Arrange all of the material below as a Markdown table with the columns Row and Line. Number each row and leave out any blank lines.

* [PROVIDED MATERIAL]
## Start
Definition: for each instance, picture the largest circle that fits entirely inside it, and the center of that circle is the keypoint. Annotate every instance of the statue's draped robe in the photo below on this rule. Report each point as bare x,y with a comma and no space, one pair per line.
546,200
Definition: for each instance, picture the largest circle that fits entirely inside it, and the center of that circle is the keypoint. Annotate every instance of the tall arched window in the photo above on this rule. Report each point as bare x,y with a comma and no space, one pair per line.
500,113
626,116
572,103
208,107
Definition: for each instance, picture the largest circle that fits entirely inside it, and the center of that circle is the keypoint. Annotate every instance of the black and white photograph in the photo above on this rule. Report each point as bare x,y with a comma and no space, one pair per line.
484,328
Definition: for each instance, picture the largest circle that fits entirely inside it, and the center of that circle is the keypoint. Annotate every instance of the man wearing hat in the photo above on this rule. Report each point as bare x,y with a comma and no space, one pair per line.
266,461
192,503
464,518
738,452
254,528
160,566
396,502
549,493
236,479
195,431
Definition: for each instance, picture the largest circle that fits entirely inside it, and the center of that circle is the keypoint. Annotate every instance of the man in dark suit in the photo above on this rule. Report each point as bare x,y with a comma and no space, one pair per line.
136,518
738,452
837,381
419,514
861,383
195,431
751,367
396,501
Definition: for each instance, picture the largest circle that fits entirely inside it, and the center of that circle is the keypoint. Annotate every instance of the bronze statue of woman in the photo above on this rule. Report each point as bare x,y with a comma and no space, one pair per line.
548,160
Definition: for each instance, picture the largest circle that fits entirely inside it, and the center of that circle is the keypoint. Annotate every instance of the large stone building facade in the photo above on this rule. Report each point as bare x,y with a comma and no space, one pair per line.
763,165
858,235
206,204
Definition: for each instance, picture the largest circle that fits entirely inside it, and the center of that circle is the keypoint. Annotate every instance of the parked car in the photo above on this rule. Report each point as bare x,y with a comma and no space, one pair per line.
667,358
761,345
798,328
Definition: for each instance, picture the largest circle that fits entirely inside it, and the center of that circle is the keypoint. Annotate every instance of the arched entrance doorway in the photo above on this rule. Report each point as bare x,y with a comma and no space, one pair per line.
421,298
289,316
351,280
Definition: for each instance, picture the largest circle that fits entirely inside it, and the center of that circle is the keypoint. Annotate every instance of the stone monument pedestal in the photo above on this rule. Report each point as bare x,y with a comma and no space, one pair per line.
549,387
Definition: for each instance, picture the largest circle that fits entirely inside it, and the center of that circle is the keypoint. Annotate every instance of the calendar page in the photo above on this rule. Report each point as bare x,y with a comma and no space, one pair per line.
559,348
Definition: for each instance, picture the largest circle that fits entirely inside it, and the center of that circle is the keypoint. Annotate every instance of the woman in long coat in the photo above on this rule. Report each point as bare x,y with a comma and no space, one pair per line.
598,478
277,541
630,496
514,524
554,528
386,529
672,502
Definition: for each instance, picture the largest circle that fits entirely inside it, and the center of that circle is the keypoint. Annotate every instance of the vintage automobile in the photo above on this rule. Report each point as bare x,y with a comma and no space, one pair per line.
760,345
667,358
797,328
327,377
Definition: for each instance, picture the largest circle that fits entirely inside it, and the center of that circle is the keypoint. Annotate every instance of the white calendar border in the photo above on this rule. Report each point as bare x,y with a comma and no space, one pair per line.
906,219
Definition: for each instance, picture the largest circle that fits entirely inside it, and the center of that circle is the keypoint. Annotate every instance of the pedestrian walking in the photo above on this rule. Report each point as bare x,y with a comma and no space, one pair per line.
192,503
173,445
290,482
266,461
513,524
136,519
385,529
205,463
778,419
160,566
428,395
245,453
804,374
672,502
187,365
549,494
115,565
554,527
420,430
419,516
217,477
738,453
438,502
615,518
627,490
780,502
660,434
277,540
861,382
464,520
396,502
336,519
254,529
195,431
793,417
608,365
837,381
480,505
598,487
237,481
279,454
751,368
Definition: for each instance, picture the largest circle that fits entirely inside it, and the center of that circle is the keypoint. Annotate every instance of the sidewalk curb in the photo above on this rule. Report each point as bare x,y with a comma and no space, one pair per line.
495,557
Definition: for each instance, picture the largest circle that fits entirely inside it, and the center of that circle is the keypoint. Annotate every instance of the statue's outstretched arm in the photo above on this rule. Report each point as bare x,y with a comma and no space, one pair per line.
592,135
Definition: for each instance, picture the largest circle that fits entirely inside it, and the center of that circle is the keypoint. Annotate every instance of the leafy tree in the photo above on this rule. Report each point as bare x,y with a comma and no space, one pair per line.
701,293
## End
* [EXERCISE ANSWER]
| Row | Line |
|---|---|
| 1 | Definition: for each instance, picture the largest circle that fits entirely inside it, and the center of that circle is the keypoint. Annotate every instance of the statue's draped robe in the photo below on this rule. Report each point as bare x,y with a comma and no space, one pair per line. |
| 2 | 546,200 |
| 3 | Definition: for each instance, picture the largest circle that fits entirely inside it, and the center of that circle is the keypoint. Annotate every instance of the tall arched window in the photo above on this rule. Report each point as bare x,y with a comma and no space, one pair per line. |
| 4 | 500,113 |
| 5 | 626,116 |
| 6 | 572,103 |
| 7 | 208,107 |
| 8 | Definition: for each instance, picture the largest circle that fits entirely inside it, and the center of that circle is the keypoint. Annotate every instance of the black and white photograph in the photo above on this rule. Report each point as bare x,y with a comma and no space, one pair per line. |
| 9 | 484,328 |
| 10 | Definition: for each instance, picture the largest circle that fits entirely inside it, and the center of that circle is the keypoint. Annotate every instance of the man wearing hat in the photo above on this rule. Report each point as bare x,y with a comma and no space, one pair per line. |
| 11 | 266,461 |
| 12 | 192,503 |
| 13 | 464,518 |
| 14 | 738,452 |
| 15 | 254,528 |
| 16 | 160,566 |
| 17 | 396,502 |
| 18 | 549,493 |
| 19 | 236,479 |
| 20 | 195,431 |
| 21 | Definition: for each instance, picture the largest circle that fits entirely inside it, and the center of that circle is the keypoint. Annotate every instance of the man in dark suit in the photo above on this rule. Report each point as bare x,y with a comma and no space, one pair per line. |
| 22 | 136,518 |
| 23 | 738,452 |
| 24 | 837,381 |
| 25 | 419,514 |
| 26 | 861,383 |
| 27 | 195,431 |
| 28 | 751,367 |
| 29 | 396,501 |
| 30 | Definition: for each instance, picture the largest circle that fits entirely inside it, and the center of that circle is the keypoint. Annotate every instance of the bronze statue of woman in the photo above on this rule. Report each point as bare x,y with a comma and no space, one pair per line. |
| 31 | 548,160 |
| 32 | Definition: for each instance, picture the largest circle that fits entirely inside it, and the center of that circle is the keypoint. Annotate every instance of the large stone building facade in the photo above on this rule. Report each point as bare x,y with a comma and no space, one pair per line. |
| 33 | 763,165 |
| 34 | 858,235 |
| 35 | 206,204 |
| 36 | Definition: for each instance, picture the largest circle that fits entirely inside it, and the center of that circle is the keypoint. Annotate every instance of the parked car in the photo above on this rule. Report each point as bare x,y with a comma and no space, one pair per line. |
| 37 | 667,358 |
| 38 | 761,345 |
| 39 | 798,328 |
| 40 | Definition: for each instance, picture the largest circle that fits entirely inside it, and the center of that circle is the keypoint. Annotate every instance of the arched entrance doorway in the photo above on this rule. Report each point as bare x,y with a comma and no space, one pair per line. |
| 41 | 421,298 |
| 42 | 289,316 |
| 43 | 351,280 |
| 44 | Definition: for each instance, picture the largest circle that fits entirely inside it, and the center of that circle is the keypoint. Annotate every instance of the stone monument pedestal in the photo above on this rule. Report each point as bare x,y with a comma and no space, one pair per line. |
| 45 | 549,387 |
| 46 | Definition: for each instance, picture the largest circle that fits entirely inside it, and the center of that circle is the keypoint. Annotate every instance of the calendar page in the photo above on this rule. Report each point as bare x,y with a comma and no space, one pair per line. |
| 47 | 559,348 |
| 48 | Definition: for each instance, picture the largest circle that fits entirely inside it, and the center of that circle is the keypoint. Annotate every instance of the woman in long coat in the photo above on this rule. Report each point as bare x,y with a comma and no space, one pair per line. |
| 49 | 598,478 |
| 50 | 277,541 |
| 51 | 630,496 |
| 52 | 514,524 |
| 53 | 554,528 |
| 54 | 386,529 |
| 55 | 672,502 |
| 56 | Definition: for each instance, picture the largest circle that fits entirely inside it, and the center of that circle is the keypoint. Annotate every instance of the vintage automobile in the photo above on this rule. Report each point as bare x,y with a comma and no space, one pair per line. |
| 57 | 760,345 |
| 58 | 667,358 |
| 59 | 797,328 |
| 60 | 327,377 |
| 61 | Definition: for each instance, picture the largest circle that fits entirely inside it, and the center of that circle is the keypoint. Annotate every instance of the white calendar border in the photo above on this rule. Report each point as bare x,y with a comma and no space, one pair per line. |
| 62 | 906,219 |
| 63 | Definition: for each instance, picture the largest circle that fits entirely inside it, and the center of that circle is the keypoint. Annotate every instance of the pedestrian walking in the photo above on this rule. Report each point as bare x,y with a comma and no space, one pair per line. |
| 64 | 192,503 |
| 65 | 173,445 |
| 66 | 290,482 |
| 67 | 266,461 |
| 68 | 513,524 |
| 69 | 136,519 |
| 70 | 385,529 |
| 71 | 205,463 |
| 72 | 778,419 |
| 73 | 160,566 |
| 74 | 428,395 |
| 75 | 245,453 |
| 76 | 804,374 |
| 77 | 672,502 |
| 78 | 187,365 |
| 79 | 549,494 |
| 80 | 115,565 |
| 81 | 554,527 |
| 82 | 420,430 |
| 83 | 419,516 |
| 84 | 217,477 |
| 85 | 738,453 |
| 86 | 438,502 |
| 87 | 615,518 |
| 88 | 627,490 |
| 89 | 780,502 |
| 90 | 660,434 |
| 91 | 277,540 |
| 92 | 861,382 |
| 93 | 464,520 |
| 94 | 396,502 |
| 95 | 336,519 |
| 96 | 254,529 |
| 97 | 195,431 |
| 98 | 793,417 |
| 99 | 608,365 |
| 100 | 837,381 |
| 101 | 480,505 |
| 102 | 598,487 |
| 103 | 237,481 |
| 104 | 279,454 |
| 105 | 751,368 |
| 106 | Definition: for each instance, picture the largest circle that fits entirely inside it, and the center of that circle is the keypoint. Annotate every instance of the sidewalk curb in the photo above on this rule. Report each point as bare x,y with a comma and no space, one pair per line. |
| 107 | 495,557 |
| 108 | Definition: for each instance, picture the largest circle that fits entirely inside it, and the center of that circle is the keypoint. Annotate every instance of the statue's outstretched arm in the photo above on this rule. Report each point as bare x,y with a comma and no space, one pair per line. |
| 109 | 592,135 |
| 110 | Definition: for each instance, picture the largest circle that fits entirely inside it, and the center of that circle is the keypoint. Annotate every instance of the leafy tree in the photo above on this rule. Report each point as bare x,y with a comma and no space, one pair per line. |
| 111 | 701,293 |